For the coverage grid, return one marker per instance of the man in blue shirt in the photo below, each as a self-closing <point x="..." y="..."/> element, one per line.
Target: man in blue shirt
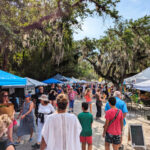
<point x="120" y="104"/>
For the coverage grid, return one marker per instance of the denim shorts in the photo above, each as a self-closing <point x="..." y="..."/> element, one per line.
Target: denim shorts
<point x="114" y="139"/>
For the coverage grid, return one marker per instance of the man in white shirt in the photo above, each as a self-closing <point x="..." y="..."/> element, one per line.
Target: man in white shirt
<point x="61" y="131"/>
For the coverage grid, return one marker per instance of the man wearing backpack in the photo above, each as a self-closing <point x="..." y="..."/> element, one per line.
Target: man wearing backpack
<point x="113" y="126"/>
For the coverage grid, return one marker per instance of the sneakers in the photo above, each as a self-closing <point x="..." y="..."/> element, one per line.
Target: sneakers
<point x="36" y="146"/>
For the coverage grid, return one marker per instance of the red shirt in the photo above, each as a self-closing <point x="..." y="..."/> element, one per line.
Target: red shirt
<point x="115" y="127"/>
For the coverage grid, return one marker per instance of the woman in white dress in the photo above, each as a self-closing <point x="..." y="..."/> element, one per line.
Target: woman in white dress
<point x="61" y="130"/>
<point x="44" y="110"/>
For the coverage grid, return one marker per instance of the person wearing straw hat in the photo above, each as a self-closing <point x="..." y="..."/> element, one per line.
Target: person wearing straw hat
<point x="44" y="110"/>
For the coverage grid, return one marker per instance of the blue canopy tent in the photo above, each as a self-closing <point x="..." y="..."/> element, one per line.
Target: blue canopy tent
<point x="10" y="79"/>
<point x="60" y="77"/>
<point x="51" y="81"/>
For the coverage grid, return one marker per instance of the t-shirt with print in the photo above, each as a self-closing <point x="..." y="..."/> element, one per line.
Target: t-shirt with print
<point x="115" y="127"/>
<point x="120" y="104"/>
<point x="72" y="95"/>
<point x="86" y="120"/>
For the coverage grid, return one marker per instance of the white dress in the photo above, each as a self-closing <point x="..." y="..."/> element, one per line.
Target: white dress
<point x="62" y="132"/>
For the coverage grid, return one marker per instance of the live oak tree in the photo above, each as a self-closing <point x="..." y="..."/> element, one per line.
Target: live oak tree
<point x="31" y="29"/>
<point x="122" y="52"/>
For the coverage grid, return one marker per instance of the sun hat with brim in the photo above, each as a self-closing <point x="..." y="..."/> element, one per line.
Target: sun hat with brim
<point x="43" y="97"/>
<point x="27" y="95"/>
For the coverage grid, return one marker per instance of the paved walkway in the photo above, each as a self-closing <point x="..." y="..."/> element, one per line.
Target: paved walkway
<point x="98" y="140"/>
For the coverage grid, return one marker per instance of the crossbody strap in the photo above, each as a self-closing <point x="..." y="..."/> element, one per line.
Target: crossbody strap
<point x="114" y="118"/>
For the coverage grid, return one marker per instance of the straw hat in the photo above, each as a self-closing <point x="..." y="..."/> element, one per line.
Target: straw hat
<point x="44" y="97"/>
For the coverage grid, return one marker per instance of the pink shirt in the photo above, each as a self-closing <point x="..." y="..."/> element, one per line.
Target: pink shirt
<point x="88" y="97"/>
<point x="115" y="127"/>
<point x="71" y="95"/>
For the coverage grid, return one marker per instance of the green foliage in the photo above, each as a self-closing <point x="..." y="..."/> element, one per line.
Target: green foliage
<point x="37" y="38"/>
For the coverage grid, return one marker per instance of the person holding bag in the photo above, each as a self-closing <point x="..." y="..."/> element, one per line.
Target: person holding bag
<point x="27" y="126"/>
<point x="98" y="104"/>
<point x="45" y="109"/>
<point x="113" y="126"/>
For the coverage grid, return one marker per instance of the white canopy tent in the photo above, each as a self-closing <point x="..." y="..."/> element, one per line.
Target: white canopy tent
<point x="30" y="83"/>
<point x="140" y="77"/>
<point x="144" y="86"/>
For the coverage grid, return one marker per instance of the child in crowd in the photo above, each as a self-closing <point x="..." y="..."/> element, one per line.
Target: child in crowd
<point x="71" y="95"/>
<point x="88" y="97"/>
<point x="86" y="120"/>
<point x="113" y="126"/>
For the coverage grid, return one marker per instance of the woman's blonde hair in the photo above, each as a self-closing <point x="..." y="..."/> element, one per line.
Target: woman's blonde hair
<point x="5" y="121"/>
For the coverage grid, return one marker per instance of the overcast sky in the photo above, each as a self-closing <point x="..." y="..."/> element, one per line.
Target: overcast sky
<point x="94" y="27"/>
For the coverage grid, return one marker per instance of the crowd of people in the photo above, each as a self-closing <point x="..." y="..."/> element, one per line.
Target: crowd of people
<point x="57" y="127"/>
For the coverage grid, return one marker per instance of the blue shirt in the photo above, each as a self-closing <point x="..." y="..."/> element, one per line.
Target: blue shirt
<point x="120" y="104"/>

---

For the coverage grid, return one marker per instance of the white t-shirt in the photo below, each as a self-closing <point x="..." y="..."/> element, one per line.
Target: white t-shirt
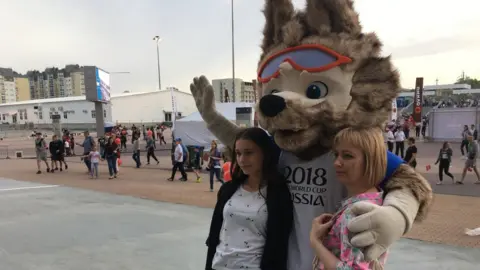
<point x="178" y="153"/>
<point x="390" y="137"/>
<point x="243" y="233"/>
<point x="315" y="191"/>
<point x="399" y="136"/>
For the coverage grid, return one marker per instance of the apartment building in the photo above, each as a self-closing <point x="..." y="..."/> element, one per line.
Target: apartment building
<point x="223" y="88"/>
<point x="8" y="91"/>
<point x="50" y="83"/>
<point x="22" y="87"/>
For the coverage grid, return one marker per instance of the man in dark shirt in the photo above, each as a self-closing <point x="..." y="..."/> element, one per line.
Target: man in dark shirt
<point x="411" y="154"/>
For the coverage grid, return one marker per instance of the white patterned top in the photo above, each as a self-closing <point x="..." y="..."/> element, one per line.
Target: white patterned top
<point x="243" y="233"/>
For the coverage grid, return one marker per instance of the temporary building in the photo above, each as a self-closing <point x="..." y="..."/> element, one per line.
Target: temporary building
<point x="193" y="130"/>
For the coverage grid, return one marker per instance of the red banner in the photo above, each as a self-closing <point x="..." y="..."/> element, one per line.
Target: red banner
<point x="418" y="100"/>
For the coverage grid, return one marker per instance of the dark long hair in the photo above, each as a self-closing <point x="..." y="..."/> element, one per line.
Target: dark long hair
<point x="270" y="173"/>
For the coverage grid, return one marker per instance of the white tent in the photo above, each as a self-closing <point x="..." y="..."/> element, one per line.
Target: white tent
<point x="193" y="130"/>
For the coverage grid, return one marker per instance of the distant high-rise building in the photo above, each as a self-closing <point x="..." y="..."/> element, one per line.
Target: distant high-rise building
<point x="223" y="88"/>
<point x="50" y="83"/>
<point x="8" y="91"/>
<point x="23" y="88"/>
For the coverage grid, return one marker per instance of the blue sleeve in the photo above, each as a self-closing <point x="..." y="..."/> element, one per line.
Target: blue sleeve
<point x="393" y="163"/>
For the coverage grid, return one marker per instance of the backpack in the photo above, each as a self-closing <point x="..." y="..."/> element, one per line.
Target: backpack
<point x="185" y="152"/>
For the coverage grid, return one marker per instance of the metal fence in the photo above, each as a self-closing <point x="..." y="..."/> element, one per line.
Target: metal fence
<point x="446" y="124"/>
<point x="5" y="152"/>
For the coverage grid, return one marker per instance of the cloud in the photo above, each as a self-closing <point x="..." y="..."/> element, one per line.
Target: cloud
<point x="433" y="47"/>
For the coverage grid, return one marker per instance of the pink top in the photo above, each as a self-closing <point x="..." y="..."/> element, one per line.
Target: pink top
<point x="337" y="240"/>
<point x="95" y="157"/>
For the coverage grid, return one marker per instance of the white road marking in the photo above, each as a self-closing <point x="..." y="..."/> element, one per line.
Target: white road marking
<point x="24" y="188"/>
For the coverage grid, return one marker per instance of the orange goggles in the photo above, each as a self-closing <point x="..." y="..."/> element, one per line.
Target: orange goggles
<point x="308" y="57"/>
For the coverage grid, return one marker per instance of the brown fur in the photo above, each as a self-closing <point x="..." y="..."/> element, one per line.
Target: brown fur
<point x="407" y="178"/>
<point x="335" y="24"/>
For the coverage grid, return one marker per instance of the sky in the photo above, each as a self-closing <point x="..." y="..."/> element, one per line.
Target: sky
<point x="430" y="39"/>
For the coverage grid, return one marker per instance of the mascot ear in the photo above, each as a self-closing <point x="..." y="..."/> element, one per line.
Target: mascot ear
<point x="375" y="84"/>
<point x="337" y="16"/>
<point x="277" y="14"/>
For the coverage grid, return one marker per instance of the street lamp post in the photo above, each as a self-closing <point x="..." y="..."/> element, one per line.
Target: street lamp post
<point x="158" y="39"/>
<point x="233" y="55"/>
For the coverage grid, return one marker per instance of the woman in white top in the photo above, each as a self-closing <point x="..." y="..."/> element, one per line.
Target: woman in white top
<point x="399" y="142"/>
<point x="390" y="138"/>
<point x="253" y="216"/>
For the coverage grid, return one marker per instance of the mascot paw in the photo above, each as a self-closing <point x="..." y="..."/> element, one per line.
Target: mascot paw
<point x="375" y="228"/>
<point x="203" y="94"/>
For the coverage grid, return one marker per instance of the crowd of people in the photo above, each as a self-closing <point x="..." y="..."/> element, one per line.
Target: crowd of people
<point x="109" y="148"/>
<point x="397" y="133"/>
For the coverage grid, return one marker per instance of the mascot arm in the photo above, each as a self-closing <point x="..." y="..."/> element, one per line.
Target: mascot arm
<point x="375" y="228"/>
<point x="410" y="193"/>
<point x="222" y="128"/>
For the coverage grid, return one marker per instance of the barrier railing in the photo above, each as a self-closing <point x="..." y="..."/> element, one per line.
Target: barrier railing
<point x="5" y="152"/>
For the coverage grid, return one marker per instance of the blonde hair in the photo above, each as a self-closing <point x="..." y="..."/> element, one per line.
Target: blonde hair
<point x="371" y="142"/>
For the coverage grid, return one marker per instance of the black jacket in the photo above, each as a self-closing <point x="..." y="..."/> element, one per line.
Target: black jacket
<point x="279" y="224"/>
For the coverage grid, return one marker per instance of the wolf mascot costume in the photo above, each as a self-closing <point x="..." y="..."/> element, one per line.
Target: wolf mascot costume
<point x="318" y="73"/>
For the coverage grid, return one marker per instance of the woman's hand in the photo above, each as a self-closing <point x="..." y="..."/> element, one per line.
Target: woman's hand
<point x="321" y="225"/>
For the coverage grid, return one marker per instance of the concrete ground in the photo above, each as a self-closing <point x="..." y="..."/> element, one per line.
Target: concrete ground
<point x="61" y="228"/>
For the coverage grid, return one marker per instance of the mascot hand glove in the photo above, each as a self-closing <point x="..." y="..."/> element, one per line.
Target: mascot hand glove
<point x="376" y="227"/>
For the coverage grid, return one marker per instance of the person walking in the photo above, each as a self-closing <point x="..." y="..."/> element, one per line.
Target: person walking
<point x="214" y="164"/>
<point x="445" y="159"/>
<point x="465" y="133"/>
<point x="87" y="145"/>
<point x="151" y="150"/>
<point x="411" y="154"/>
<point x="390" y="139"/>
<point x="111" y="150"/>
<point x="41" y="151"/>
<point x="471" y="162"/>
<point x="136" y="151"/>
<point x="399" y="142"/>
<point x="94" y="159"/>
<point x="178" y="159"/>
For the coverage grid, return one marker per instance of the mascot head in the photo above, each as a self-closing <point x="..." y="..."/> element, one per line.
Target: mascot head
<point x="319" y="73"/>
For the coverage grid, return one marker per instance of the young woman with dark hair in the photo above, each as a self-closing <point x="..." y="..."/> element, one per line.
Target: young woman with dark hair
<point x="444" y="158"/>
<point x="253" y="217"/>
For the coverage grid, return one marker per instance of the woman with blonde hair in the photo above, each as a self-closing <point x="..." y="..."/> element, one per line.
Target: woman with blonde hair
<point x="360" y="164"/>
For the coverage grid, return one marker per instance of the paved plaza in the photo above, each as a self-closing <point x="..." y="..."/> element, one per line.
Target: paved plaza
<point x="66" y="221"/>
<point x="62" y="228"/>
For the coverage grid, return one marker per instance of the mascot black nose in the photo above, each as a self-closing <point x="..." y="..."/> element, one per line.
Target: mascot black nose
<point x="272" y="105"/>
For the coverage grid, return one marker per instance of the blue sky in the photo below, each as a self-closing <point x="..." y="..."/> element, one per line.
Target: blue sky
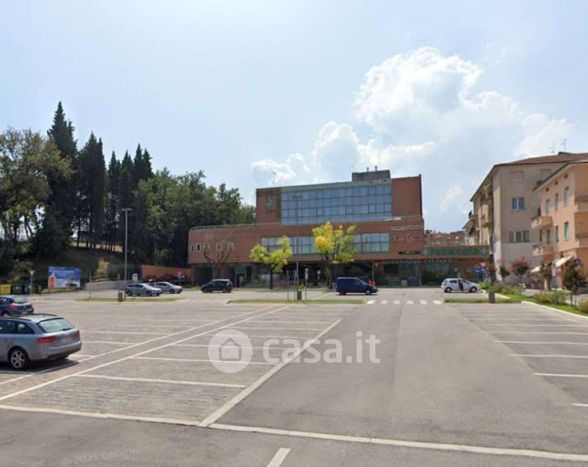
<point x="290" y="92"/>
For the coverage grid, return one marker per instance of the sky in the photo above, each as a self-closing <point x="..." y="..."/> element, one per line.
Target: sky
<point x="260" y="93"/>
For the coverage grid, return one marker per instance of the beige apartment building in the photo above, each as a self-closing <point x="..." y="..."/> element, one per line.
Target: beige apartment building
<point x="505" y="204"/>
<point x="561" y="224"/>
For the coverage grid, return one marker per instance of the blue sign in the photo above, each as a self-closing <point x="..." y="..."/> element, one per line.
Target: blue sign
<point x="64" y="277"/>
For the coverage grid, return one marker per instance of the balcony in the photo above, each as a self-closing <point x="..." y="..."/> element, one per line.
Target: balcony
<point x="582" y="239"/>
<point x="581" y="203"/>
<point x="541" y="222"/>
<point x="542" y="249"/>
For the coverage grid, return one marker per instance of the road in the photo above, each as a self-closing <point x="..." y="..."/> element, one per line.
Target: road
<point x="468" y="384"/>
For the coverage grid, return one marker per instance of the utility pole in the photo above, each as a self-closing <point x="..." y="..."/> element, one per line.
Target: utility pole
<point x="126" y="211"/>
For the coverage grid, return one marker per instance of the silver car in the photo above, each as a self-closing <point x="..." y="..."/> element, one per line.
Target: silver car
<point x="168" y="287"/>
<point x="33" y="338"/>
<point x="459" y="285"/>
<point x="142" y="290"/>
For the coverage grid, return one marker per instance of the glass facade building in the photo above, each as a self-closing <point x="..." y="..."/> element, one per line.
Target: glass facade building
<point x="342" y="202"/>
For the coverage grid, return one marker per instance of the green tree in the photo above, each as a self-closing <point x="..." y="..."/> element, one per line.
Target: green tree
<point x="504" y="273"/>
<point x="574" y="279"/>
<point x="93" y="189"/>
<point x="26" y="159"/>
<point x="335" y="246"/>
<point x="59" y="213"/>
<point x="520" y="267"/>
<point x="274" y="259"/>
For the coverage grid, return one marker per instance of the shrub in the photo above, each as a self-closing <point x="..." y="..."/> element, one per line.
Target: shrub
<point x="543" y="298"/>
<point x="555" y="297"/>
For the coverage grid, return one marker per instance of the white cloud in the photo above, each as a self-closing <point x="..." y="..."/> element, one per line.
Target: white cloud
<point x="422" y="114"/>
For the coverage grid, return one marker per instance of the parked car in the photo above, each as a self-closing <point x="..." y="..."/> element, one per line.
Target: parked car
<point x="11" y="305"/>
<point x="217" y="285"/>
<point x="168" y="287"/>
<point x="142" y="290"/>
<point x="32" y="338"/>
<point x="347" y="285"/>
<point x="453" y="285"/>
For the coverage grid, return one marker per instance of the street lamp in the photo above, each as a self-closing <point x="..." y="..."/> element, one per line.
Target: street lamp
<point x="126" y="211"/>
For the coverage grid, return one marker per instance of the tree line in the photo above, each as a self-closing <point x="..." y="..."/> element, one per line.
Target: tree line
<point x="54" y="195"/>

---

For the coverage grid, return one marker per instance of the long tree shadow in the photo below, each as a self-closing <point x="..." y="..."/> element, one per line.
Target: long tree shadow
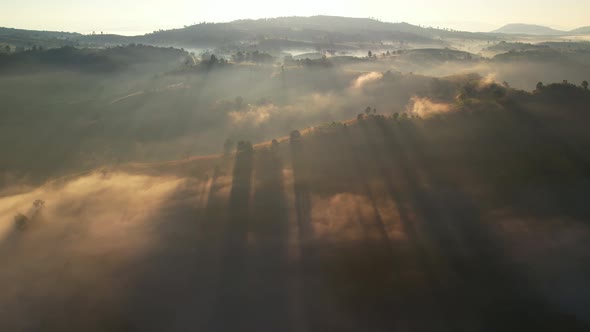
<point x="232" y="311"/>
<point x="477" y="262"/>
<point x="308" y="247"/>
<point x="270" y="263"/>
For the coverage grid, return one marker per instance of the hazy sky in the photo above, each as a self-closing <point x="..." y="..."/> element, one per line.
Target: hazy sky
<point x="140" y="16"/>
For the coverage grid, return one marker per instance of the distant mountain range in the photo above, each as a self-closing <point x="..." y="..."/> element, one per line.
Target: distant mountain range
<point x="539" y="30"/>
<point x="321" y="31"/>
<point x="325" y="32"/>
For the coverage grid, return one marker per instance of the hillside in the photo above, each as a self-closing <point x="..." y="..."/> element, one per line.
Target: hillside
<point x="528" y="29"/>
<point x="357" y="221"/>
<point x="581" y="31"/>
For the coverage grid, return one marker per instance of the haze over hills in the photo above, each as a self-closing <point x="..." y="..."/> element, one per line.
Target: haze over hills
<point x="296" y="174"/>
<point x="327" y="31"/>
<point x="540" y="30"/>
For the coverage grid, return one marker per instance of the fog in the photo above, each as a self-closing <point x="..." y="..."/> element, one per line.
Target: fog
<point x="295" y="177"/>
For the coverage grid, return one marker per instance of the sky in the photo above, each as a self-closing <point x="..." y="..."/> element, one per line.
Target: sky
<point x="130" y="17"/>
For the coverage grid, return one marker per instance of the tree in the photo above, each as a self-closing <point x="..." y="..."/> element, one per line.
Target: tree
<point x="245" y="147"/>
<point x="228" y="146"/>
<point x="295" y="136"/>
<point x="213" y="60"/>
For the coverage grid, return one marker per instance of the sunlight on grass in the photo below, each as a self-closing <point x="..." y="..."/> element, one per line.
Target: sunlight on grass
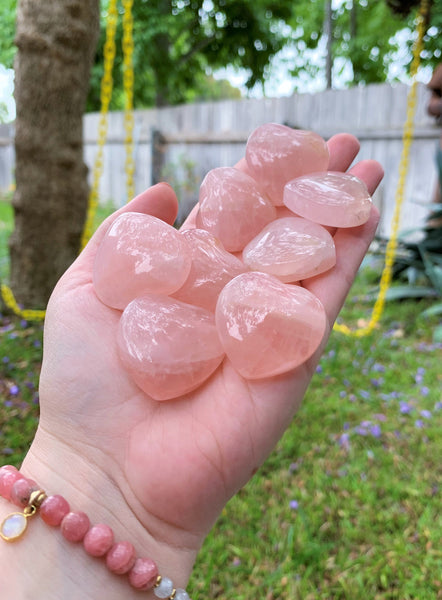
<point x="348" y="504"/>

[Written request] Copy out each row above that contains the word "blue", matching case.

[The result]
For the coverage grid, return one marker per instance of the man in blue shirt in the photo below, each as a self-closing <point x="..." y="..."/> element, one per line.
Target: man in blue shirt
For the coverage grid, return one marker per instance of the blue canopy tent in the photo above, each as a self-closing <point x="..." y="..."/> element, one per line.
Target: blue canopy tent
For the coverage grid, return one marker per instance of the blue shirt in the photo above, each as a self-closing <point x="..." y="..."/> element, one per line.
Target: blue shirt
For the coverage grid, return one marker per instance of the blue sleeve in the photo above, each as a self-closing <point x="..." y="..."/> element, one per line.
Target: blue sleeve
For the coverage grid, return one marker per instance of the blue sky in the photo below, each as a self-closing <point x="..." y="..."/> element, one per line.
Target: blue sky
For the coverage grid, return one marker per instance of the blue sign in the photo above, each as a self-closing <point x="..." y="..."/> element, one per line.
Target: blue sign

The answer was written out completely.